GIVEN TASK: Turn the data into a JSON list of strings, one string per line and no blank lines. Begin at the first line of the data, stop after the line that contains "[0,0,570,186]", and leave the pictures out.
++++ EXTRACTED ENTRIES ++++
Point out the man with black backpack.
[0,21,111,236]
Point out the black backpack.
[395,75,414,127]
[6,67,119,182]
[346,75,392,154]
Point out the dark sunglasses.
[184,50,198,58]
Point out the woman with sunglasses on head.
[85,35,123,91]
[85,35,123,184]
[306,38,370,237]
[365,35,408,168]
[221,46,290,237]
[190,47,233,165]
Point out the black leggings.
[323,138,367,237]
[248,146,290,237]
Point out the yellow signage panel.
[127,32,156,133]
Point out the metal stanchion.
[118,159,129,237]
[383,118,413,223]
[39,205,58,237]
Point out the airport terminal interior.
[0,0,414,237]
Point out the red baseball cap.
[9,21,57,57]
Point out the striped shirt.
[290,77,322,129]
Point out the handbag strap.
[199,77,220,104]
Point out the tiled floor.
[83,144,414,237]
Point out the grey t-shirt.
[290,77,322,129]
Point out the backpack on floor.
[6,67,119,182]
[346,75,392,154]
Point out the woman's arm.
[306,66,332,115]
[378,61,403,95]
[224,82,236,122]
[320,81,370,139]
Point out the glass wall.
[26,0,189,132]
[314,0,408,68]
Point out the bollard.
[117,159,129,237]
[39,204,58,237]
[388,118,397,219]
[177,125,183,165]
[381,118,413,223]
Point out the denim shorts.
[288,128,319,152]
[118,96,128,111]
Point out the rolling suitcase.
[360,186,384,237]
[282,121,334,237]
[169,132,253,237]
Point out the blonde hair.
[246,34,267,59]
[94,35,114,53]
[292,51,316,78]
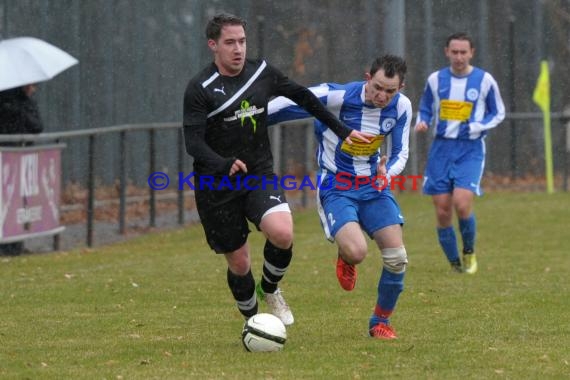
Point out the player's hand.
[344,129,374,145]
[230,159,247,175]
[414,121,429,132]
[376,156,388,177]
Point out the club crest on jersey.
[380,117,396,133]
[465,88,479,101]
[224,100,265,133]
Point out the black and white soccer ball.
[241,313,287,352]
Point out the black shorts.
[195,186,289,253]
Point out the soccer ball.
[241,313,287,352]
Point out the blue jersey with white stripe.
[416,67,505,140]
[268,82,412,177]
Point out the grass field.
[0,193,570,379]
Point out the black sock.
[228,268,257,318]
[261,240,293,293]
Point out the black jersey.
[184,60,351,177]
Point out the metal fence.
[0,113,570,249]
[0,0,570,186]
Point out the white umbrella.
[0,37,78,91]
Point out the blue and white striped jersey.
[416,67,505,140]
[268,82,412,177]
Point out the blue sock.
[437,226,459,263]
[368,268,405,329]
[459,214,476,253]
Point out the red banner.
[0,145,65,242]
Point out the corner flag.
[532,60,554,194]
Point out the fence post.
[119,131,127,235]
[87,135,95,247]
[177,129,186,225]
[148,128,156,227]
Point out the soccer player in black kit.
[184,14,369,325]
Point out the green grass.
[0,193,570,379]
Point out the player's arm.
[268,69,372,144]
[414,79,435,132]
[386,96,412,177]
[183,86,241,175]
[469,74,505,133]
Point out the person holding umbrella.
[0,37,78,255]
[0,84,44,256]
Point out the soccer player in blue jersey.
[415,33,505,274]
[269,55,412,339]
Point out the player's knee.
[382,246,408,273]
[225,244,251,276]
[268,228,293,249]
[342,244,368,265]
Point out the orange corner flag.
[532,61,550,112]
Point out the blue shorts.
[423,139,485,195]
[317,177,404,241]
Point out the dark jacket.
[0,87,43,139]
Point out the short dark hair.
[206,13,247,41]
[445,32,475,49]
[370,54,408,84]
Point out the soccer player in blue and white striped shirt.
[268,55,412,339]
[415,33,505,274]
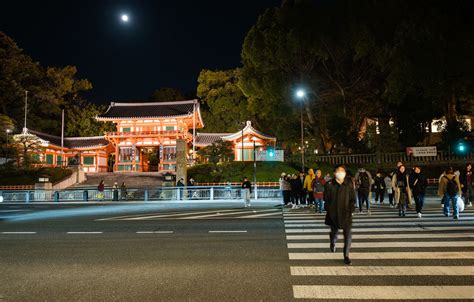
++++
THE RESPONSE:
[
  "Point out the man with black backpack.",
  "[0,21,111,236]",
  "Point out the black backpack.",
  "[395,75,414,127]",
  "[6,67,119,182]",
  "[346,75,392,154]",
  "Point out the dark sunglasses.",
  "[184,50,198,58]",
  "Point out the woman with sunglasses on head.",
  "[85,35,123,91]",
  "[85,35,123,184]",
  "[306,38,370,237]",
  "[365,35,408,168]",
  "[221,46,290,237]",
  "[190,47,233,165]",
  "Point out the black leggings.",
  "[323,138,367,237]",
  "[248,146,290,237]",
  "Point out the yellow signage panel.",
  "[127,32,156,133]",
  "Point out the metal stanchion.",
  "[118,159,129,237]",
  "[383,118,413,223]",
  "[39,205,58,237]",
  "Point out the airport terminal interior.",
  "[0,0,414,237]",
  "Point out the red baseball cap.",
  "[9,21,57,57]",
  "Point out the striped shirt.",
  "[290,77,322,129]",
  "Point out the handbag strap.",
  "[199,77,220,104]",
  "Point out the tiled floor.",
  "[83,144,414,237]",
  "Point out the grey t-shirt.",
  "[290,77,322,129]",
  "Point out the backpack on floor.",
  "[6,67,119,182]",
  "[346,75,392,154]",
  "Point out the woman's arm.",
  "[306,66,332,115]",
  "[378,61,403,95]",
  "[224,82,236,122]",
  "[320,81,370,139]",
  "Point out the glass wall.",
  "[26,0,189,132]",
  "[314,0,408,68]",
  "Point out the bollard.",
  "[117,159,129,237]",
  "[39,204,58,237]",
  "[388,118,397,219]",
  "[177,125,183,165]",
  "[381,118,413,223]",
  "Point out the denim shorts.",
  "[288,128,319,152]",
  "[118,96,128,111]",
  "Point out the rolling suitcase.",
  "[360,186,384,237]",
  "[282,121,334,237]",
  "[169,132,253,237]",
  "Point out the blonde hair.",
  "[246,34,267,59]",
  "[94,35,114,53]",
  "[292,51,316,78]",
  "Point out the player's hand.",
  "[344,129,374,145]",
  "[230,159,247,175]",
  "[414,121,429,132]",
  "[376,156,388,177]",
  "Point out the club crest on jersey.",
  "[380,117,396,133]",
  "[465,88,479,101]",
  "[224,100,265,133]",
  "Point out the black and white soccer ball.",
  "[241,313,287,352]",
  "Point out the black shorts.",
  "[195,186,289,253]",
  "Point out the soccer ball.",
  "[241,313,287,352]",
  "Point out the blue jersey with white stripe.",
  "[416,67,505,140]",
  "[268,82,412,177]",
  "Point out the grass field.",
  "[0,193,570,379]",
  "Point out the black sock.",
  "[228,268,257,318]",
  "[261,240,293,293]",
  "Point out the black jersey.",
  "[184,60,351,177]",
  "Point out the metal fence.",
  "[0,113,570,249]",
  "[0,0,570,186]"
]